> [Requirement]: Write out the listing verbatim. No pictures belong in it.
■ ■ ■
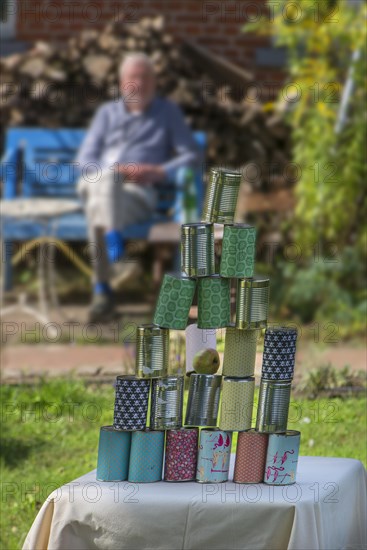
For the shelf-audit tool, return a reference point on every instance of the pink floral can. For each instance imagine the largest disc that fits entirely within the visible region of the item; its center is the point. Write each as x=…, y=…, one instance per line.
x=181, y=454
x=282, y=458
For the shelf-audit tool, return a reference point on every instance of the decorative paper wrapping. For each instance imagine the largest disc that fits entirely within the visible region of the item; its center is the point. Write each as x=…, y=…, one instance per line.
x=181, y=454
x=113, y=454
x=221, y=195
x=197, y=249
x=250, y=457
x=167, y=403
x=203, y=400
x=196, y=340
x=214, y=456
x=237, y=403
x=174, y=302
x=152, y=351
x=146, y=456
x=238, y=251
x=240, y=352
x=131, y=403
x=214, y=302
x=282, y=458
x=279, y=353
x=273, y=406
x=252, y=303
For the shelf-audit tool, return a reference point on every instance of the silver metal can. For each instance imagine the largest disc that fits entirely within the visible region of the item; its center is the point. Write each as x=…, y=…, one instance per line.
x=152, y=351
x=237, y=404
x=273, y=406
x=221, y=195
x=197, y=249
x=252, y=303
x=203, y=400
x=167, y=403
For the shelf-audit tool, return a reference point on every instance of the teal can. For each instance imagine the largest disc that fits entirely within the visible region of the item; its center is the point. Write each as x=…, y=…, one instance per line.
x=113, y=454
x=213, y=456
x=282, y=458
x=146, y=456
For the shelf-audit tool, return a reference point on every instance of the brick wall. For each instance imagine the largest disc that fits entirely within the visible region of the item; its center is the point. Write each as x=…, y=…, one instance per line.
x=215, y=24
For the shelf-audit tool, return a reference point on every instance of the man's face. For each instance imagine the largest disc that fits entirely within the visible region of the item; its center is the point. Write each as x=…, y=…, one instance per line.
x=137, y=85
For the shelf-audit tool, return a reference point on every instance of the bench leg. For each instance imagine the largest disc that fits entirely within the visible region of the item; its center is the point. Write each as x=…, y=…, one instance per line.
x=7, y=268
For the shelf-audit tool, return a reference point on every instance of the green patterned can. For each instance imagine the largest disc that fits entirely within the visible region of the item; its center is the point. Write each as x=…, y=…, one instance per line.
x=152, y=351
x=240, y=352
x=174, y=302
x=221, y=195
x=238, y=251
x=214, y=302
x=197, y=249
x=252, y=303
x=237, y=404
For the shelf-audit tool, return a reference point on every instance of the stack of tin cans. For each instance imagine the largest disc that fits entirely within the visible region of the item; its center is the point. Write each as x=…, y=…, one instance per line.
x=148, y=439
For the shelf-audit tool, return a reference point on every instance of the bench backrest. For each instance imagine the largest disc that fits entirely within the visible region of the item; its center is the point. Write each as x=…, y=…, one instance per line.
x=39, y=162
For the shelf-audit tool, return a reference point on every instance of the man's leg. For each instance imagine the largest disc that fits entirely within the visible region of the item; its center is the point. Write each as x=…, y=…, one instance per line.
x=110, y=206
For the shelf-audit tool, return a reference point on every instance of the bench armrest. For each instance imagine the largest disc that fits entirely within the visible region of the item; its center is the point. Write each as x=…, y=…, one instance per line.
x=9, y=173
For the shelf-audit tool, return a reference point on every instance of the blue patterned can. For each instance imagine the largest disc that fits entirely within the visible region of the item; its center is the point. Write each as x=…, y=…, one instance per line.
x=146, y=456
x=113, y=454
x=282, y=458
x=214, y=456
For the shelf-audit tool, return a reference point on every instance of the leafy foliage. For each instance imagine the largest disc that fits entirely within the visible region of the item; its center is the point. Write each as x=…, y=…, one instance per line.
x=326, y=45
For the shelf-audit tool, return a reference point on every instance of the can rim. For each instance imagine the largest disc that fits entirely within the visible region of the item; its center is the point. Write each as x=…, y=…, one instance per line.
x=282, y=329
x=235, y=225
x=151, y=327
x=129, y=377
x=187, y=226
x=254, y=282
x=239, y=379
x=287, y=433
■ ■ ■
> [Solution to this exercise]:
For the shelf-audit tool, return a reference point on every instance of the pink floral can. For each instance imagine the largest disc that fits entirely within the visible region of the item; its center is the point. Write each as x=…, y=…, one instance per line.
x=181, y=454
x=282, y=458
For the shelf-audit tool, return a reference point on every instance of the decorative paper wrapping. For each instance imagine the largest disc that fits entirely within the visible region of the item; its center is the point. Write each as x=…, y=…, one instance per line.
x=181, y=454
x=113, y=454
x=221, y=195
x=197, y=249
x=250, y=457
x=167, y=403
x=203, y=400
x=196, y=340
x=214, y=456
x=237, y=403
x=174, y=302
x=152, y=351
x=146, y=456
x=238, y=251
x=240, y=352
x=131, y=403
x=214, y=302
x=282, y=458
x=279, y=353
x=273, y=406
x=252, y=303
For the shelf-audit tool, return a reference point on every instance of the silver metal can. For each instance imagine the largest disc that fits entirely within the visible region of the item; its center is the point. Write each as x=…, y=…, one instance per line.
x=152, y=351
x=237, y=404
x=273, y=406
x=221, y=195
x=197, y=249
x=252, y=303
x=203, y=400
x=167, y=403
For the shelf-audit tool, return a reference point on every instance of the teal can. For each instance imagine the largest disc that fits entirely within the visible region of the item; its center is the point. Write each as x=…, y=…, one instance per line.
x=113, y=454
x=213, y=456
x=282, y=458
x=146, y=456
For the shelf-audit tool, return a reference point on every instance of the brick wall. For each instance imagine the largest disc that fits entirely within the visible region of the item; its center is the point. Write each as x=…, y=…, one instance per line.
x=215, y=24
For the shelf-audit tool, return a reference point on every instance of the man's face. For each instance imagine the largest disc that fits entirely within the visible region of the item; its center is the point. Write each as x=…, y=…, one instance per line.
x=137, y=85
For the shelf-audit tool, return a reference point on every instance of the bench leg. For each instance imagine the largest disc that fits entirely within the visible region of the item; its center is the point. Write each as x=…, y=…, one instance per line.
x=7, y=268
For the shelf-audit tool, return a reference point on every instance of the green patterned can. For each instance imagine the largest disc that fits entirely within the visible region of the item; its center is the point. Write each as x=…, y=…, one instance per line.
x=152, y=351
x=240, y=352
x=174, y=302
x=221, y=195
x=238, y=251
x=214, y=302
x=197, y=249
x=252, y=303
x=237, y=404
For the shelf-audit tool, return a reference point on every instance of the stack of tin cans. For each instance imagine the largest disc that fits entirely within the visible region of the item; its center is the point. Write each as x=…, y=…, one instance per line.
x=148, y=439
For the shelf-audit tool, return a reference point on every instance of the bench backrest. For each instance imagine the largest disc that fits entirely within the visible region of the item; its center is the point. Write each as x=…, y=…, one instance per line.
x=39, y=162
For the shelf-audit tool, return a reference point on every instance of the man's leg. For each instance imagine the largest disc that fits entirely within the visible region of the item; its center is the point. Write each as x=…, y=…, one instance per line.
x=110, y=206
For the shelf-audit tool, return a reference point on every instance of the bench armrest. For each instance imagine the largest disc that fits entirely within the visible region of the item; its center is the point. Write each as x=…, y=…, one instance per line.
x=9, y=173
For the shelf-audit tool, return a reference point on every instance of the blue patterned can. For each instance imagine the largest disc that fits entirely within the visible region of the item; its center is the point. Write each as x=…, y=…, one instance per line.
x=146, y=456
x=113, y=454
x=282, y=458
x=214, y=456
For the shelf-audit tool, return a reference point on every instance of the leafy foliage. For each instance imagine the largest disc that fits entirely within the visible region of the item; its center is the point. Write each as x=…, y=…, one instance per line.
x=326, y=45
For the shelf-audit tool, return a reference point on every instance of the can rim. For each instance imagine the largest disc that fits entirely within the visible region of the item; its center is the point. Write each as x=…, y=…, one instance per line.
x=282, y=329
x=235, y=225
x=151, y=327
x=129, y=377
x=187, y=226
x=254, y=282
x=239, y=379
x=287, y=433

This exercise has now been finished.